**** Dataset entries ****

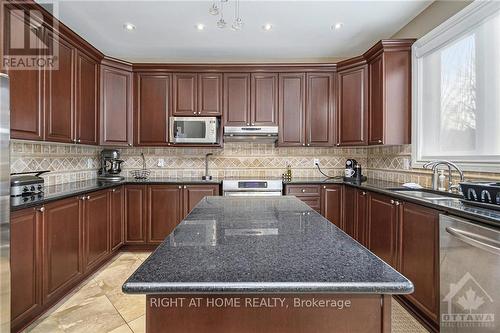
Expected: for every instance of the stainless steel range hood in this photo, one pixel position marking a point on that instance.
(262, 134)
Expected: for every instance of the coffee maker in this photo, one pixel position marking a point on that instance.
(352, 171)
(110, 165)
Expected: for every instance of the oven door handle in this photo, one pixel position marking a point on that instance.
(484, 243)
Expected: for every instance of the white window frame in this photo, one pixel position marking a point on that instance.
(448, 32)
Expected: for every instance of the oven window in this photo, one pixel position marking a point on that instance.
(189, 129)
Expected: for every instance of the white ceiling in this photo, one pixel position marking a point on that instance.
(301, 29)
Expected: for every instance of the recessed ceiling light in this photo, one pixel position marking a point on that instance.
(129, 26)
(267, 26)
(337, 26)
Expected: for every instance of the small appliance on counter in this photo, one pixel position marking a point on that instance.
(353, 172)
(482, 193)
(26, 183)
(110, 166)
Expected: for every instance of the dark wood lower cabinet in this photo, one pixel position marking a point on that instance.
(331, 204)
(25, 258)
(135, 214)
(96, 228)
(117, 206)
(62, 247)
(382, 224)
(418, 257)
(164, 210)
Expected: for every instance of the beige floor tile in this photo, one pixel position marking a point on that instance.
(403, 322)
(138, 325)
(122, 329)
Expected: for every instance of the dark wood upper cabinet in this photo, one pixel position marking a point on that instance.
(135, 214)
(184, 94)
(87, 99)
(389, 64)
(193, 194)
(152, 109)
(26, 104)
(291, 107)
(264, 99)
(210, 94)
(237, 99)
(164, 211)
(352, 106)
(62, 248)
(331, 204)
(116, 106)
(25, 259)
(95, 228)
(418, 256)
(382, 224)
(59, 108)
(320, 120)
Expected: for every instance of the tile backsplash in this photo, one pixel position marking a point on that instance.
(68, 162)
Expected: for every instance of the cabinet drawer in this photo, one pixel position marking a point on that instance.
(303, 190)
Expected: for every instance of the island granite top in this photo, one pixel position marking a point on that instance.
(262, 245)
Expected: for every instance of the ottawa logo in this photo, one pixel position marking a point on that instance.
(468, 305)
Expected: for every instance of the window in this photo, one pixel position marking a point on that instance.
(456, 113)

****

Goal =
Restate the entire listing word for word, excluding pictures.

Right answer =
Expected: for every instance of the stainless steel range hood in this photo, one pixel position marking a point on that instance.
(262, 134)
Expected: for every instance of the coffee maker in this photo, one pixel position marking a point on that instance.
(352, 171)
(110, 165)
Expected: for every instance of the oven door handle in this photo, one pixel position marking a point on that instance.
(484, 243)
Expected: for every instance of the white window frame in this photo, one pixel position marking a point on that instance.
(448, 32)
Expected: for every instance of the oven window in this photo, one pixel position marking a point on that instance.
(189, 129)
Expected: for every instance of the white ceiling in this photo, one pixel position marking a point on that instance.
(301, 29)
Expected: for every instance of the recessed ceiling light in this photo, one pixel position marking a point on that instance.
(129, 26)
(267, 26)
(337, 26)
Expected: for every instance of the small appliance on counter in this photo, one pixel position marking a point on that instance.
(353, 172)
(482, 193)
(26, 183)
(110, 166)
Expected: for every instance of the dark wood lower cabinet in this photo, one pixel position marking a point on that instance.
(331, 204)
(25, 258)
(135, 214)
(96, 228)
(117, 206)
(62, 247)
(382, 224)
(418, 257)
(164, 210)
Expected: for every instance of the beige floor tile in this photo, one pixel position marking a point on that instance.
(403, 322)
(138, 325)
(122, 329)
Expected: for every instance of the dark wood upper cabinet in this photo, one pixel position marking a point on that instance.
(135, 214)
(184, 94)
(87, 99)
(389, 64)
(193, 194)
(152, 109)
(26, 104)
(291, 107)
(264, 99)
(210, 94)
(237, 99)
(164, 211)
(352, 106)
(62, 248)
(331, 204)
(116, 106)
(25, 259)
(95, 228)
(418, 256)
(382, 224)
(59, 108)
(320, 120)
Expected: for every instance of the tile backsplash in this photo, one pixel position marking a point on that instance.
(68, 162)
Expected: for every instance of the cabinet drawer in this photo, one pixel position marking a point on that instance.
(303, 190)
Expected: for every instance of the island granite top in this photo, one pixel position marking a point on that instance.
(262, 245)
Expected: for every instance of the ottawa logo in this photo, one pixel position marking a point on that instance.
(468, 305)
Expected: for every instance of the window in this photo, one pixel position marking a point on that instance.
(456, 113)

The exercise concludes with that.